- [Instructions to follow] The records below are to be quoted in full; please keep every word exact.

- [Dataset rows]
## Start

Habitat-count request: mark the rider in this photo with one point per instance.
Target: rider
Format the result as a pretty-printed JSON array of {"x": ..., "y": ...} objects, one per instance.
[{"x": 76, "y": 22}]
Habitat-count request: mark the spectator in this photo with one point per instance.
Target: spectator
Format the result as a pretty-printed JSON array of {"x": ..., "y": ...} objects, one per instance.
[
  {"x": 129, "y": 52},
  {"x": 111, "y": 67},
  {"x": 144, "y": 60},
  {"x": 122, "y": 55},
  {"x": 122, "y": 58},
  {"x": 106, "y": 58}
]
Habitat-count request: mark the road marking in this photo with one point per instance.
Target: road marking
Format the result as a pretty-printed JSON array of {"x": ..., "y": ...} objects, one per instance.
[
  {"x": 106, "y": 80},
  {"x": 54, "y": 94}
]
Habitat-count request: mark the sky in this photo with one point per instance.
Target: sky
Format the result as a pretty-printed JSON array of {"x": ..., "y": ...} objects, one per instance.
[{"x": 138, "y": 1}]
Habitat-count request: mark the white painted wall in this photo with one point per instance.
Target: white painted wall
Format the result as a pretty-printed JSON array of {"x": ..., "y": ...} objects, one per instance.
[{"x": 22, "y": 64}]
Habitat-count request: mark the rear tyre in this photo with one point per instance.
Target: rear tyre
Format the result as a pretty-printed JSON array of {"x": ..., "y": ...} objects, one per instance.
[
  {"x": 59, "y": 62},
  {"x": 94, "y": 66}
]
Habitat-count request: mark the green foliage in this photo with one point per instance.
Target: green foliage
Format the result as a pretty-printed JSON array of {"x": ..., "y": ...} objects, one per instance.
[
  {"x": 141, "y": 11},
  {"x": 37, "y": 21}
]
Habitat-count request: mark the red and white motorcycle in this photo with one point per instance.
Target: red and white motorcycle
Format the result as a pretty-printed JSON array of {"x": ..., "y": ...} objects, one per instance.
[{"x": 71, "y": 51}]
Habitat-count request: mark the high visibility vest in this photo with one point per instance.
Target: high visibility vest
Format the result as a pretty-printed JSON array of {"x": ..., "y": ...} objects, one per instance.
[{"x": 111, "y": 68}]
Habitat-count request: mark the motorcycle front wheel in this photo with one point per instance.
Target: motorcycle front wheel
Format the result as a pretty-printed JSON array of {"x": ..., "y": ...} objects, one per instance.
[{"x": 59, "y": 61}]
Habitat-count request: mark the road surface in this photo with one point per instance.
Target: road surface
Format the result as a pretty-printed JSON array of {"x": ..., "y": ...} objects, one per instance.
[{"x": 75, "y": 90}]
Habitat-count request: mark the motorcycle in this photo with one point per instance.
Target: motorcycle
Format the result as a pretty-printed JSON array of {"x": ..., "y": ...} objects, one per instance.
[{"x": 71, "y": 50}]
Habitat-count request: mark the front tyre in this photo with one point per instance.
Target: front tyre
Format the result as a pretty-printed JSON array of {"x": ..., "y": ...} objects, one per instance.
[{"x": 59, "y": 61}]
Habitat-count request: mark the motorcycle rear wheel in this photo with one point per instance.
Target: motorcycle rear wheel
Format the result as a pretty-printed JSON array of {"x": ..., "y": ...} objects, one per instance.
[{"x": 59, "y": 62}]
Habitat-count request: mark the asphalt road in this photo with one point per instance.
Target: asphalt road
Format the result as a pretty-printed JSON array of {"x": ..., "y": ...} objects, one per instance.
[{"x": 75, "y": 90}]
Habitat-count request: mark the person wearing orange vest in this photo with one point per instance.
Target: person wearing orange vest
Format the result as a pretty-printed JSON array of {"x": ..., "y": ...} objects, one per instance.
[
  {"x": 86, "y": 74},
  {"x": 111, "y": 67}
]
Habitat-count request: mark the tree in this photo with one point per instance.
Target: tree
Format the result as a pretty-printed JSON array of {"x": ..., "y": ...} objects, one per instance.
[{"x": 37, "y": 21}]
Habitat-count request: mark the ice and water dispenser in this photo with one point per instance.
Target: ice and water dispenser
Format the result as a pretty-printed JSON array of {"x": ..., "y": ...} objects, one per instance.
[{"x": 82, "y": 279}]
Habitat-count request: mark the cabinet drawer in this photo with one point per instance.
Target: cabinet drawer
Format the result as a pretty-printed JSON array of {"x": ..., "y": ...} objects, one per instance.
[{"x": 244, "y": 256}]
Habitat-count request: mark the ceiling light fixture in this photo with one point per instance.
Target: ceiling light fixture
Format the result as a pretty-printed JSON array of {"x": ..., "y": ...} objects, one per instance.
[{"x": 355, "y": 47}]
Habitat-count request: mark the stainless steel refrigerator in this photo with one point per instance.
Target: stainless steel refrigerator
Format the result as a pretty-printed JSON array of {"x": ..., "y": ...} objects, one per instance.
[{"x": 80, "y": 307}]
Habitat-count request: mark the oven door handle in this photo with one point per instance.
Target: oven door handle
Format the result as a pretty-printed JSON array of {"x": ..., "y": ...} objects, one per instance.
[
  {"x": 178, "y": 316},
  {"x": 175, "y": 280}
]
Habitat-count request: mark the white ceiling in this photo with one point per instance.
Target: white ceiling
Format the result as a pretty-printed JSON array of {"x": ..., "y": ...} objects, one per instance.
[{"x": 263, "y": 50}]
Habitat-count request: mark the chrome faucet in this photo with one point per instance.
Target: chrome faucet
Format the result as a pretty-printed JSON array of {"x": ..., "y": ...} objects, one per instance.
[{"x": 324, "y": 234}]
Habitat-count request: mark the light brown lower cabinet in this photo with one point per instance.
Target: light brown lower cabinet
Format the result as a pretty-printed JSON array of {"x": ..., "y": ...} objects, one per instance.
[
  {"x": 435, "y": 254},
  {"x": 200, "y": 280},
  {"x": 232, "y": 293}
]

## End

- [Task answer]
Habitat-count request: mark the rider in this photo with one point per instance.
Target: rider
Format the result as a pretty-printed JSON array of {"x": ..., "y": ...} objects, one per instance.
[{"x": 76, "y": 22}]
Habitat-count request: mark the spectator in this photo with one point per instance.
Target: spectator
Format the result as a pretty-printed JSON array of {"x": ..., "y": ...} objects, one per instance.
[
  {"x": 129, "y": 52},
  {"x": 111, "y": 67},
  {"x": 144, "y": 60},
  {"x": 122, "y": 55},
  {"x": 122, "y": 58},
  {"x": 106, "y": 58}
]
Habitat-count request: mark the road marking in this photo with one point per instance.
Target: road marking
Format the result as a pretty-printed JSON array of {"x": ..., "y": ...} objects, one per instance.
[
  {"x": 106, "y": 80},
  {"x": 54, "y": 94}
]
Habitat-count request: mark the sky in this photo with one point per instance.
Target: sky
Format the result as a pretty-printed JSON array of {"x": ..., "y": ...} objects, one per instance.
[{"x": 138, "y": 1}]
Habitat-count request: mark the white painted wall in this photo with one point per instance.
Target: white painted wall
Format the result as a pretty-printed JSON array of {"x": ..., "y": ...} objects, one per instance.
[{"x": 22, "y": 64}]
Habitat-count request: mark the rear tyre in this photo with one point per instance.
Target: rear tyre
Format the result as a pretty-printed JSON array of {"x": ..., "y": ...} objects, one per instance.
[
  {"x": 59, "y": 62},
  {"x": 94, "y": 66}
]
Habitat-count request: mark the green foliage in this photo with one point per instance.
Target: green foliage
Format the result as a pretty-printed JSON array of {"x": ..., "y": ...} objects, one per instance.
[
  {"x": 141, "y": 11},
  {"x": 37, "y": 21}
]
Habitat-count request: mark the red and white motorcycle in this photo with one point per instance.
Target: red and white motorcycle
Format the result as a pretty-printed JSON array of {"x": ..., "y": ...} objects, one per instance.
[{"x": 71, "y": 51}]
Habitat-count request: mark the high visibility vest in this photo with one point per instance.
Target: high visibility vest
Format the result as a pretty-printed JSON array of {"x": ..., "y": ...} objects, one per instance.
[{"x": 111, "y": 68}]
Habitat-count request: mark the motorcycle front wheel in this photo with one point per instance.
Target: motorcycle front wheel
Format the result as a pretty-printed JSON array of {"x": ..., "y": ...} objects, one per instance.
[{"x": 59, "y": 61}]
Habitat-count request: mark the road surface in this photo with one point per instance.
Target: road surface
Format the result as a pretty-printed JSON array of {"x": ..., "y": ...} objects, one per instance.
[{"x": 75, "y": 90}]
Habitat-count request: mark the motorcycle in this photo with one point per instance.
Target: motorcycle
Format the result as a pretty-printed JSON array of {"x": ..., "y": ...} objects, one per instance.
[{"x": 71, "y": 50}]
Habitat-count request: mark the front tyre in this photo with one point per instance.
Target: front tyre
Format the result as a pretty-printed JSON array of {"x": ..., "y": ...} objects, one per instance.
[{"x": 59, "y": 61}]
Habitat-count request: mark the motorcycle rear wheel in this photo with one point per instance.
Target: motorcycle rear wheel
Format the result as a pretty-printed JSON array of {"x": ..., "y": ...} objects, one per instance.
[{"x": 59, "y": 62}]
Habitat-count request: mark the asphalt road in this photo with one point per instance.
Target: asphalt road
Format the result as a pretty-printed JSON array of {"x": ..., "y": ...} objects, one per instance.
[{"x": 75, "y": 90}]
Habitat-count request: mark the person wearing orange vest in this photo with one point per instance.
Target: person wearing orange vest
Format the result as a pretty-printed JSON array of {"x": ..., "y": ...} objects, one per instance.
[
  {"x": 86, "y": 74},
  {"x": 111, "y": 67}
]
Habitat-count request: mark the tree in this photo with one point per instance.
Target: tree
Format the result as a pretty-printed JSON array of {"x": ..., "y": ...} objects, one per instance.
[{"x": 37, "y": 21}]
Habitat-count request: mark the ice and water dispenser in this photo with one point per instance.
Target: ice and water dispenser
Format the result as a pretty-printed JSON array of {"x": ..., "y": ...} objects, one per instance.
[{"x": 82, "y": 279}]
Habitat-count request: mark the cabinet drawer in this photo with one point per instance.
Target: cabinet drawer
Format the result as a pretty-printed JSON array of {"x": ..., "y": ...} objects, one per instance.
[{"x": 244, "y": 256}]
Habitat-count request: mark the ceiling light fixture in this photo with one point per instance.
Target: ceiling light fixture
Format the result as a pretty-printed JSON array of {"x": ..., "y": ...} objects, one per instance.
[{"x": 355, "y": 47}]
Habitat-count request: mark the stainless steel refrigerator in this photo with one point per instance.
Target: stainless steel refrigerator
Format the result as a pretty-printed JSON array of {"x": ..., "y": ...} objects, one per instance.
[{"x": 80, "y": 307}]
Habitat-count request: mark the oven door handle in this photo with one point per instance.
Target: oven door handle
Format the result as a pretty-printed JSON array of {"x": ..., "y": ...} objects, one per instance.
[
  {"x": 178, "y": 316},
  {"x": 175, "y": 280}
]
Habitat-count request: mark the white ceiling in this photo with one point per instance.
Target: white ceiling
Format the result as a pretty-printed JSON array of {"x": ..., "y": ...} objects, one per instance.
[{"x": 263, "y": 50}]
Habitat-count request: mark the chrome faucet in this photo with one point per instance.
Target: chrome faucet
Format the result as a pretty-printed JSON array of {"x": ..., "y": ...} objects, one per instance.
[{"x": 324, "y": 234}]
Habitat-count request: mark the light brown lower cabinet in this photo with one point per instance.
Target: light brown lower cabinet
Format the result as a pretty-printed JSON array of {"x": ..., "y": ...} objects, one per instance.
[
  {"x": 435, "y": 254},
  {"x": 200, "y": 280},
  {"x": 232, "y": 293}
]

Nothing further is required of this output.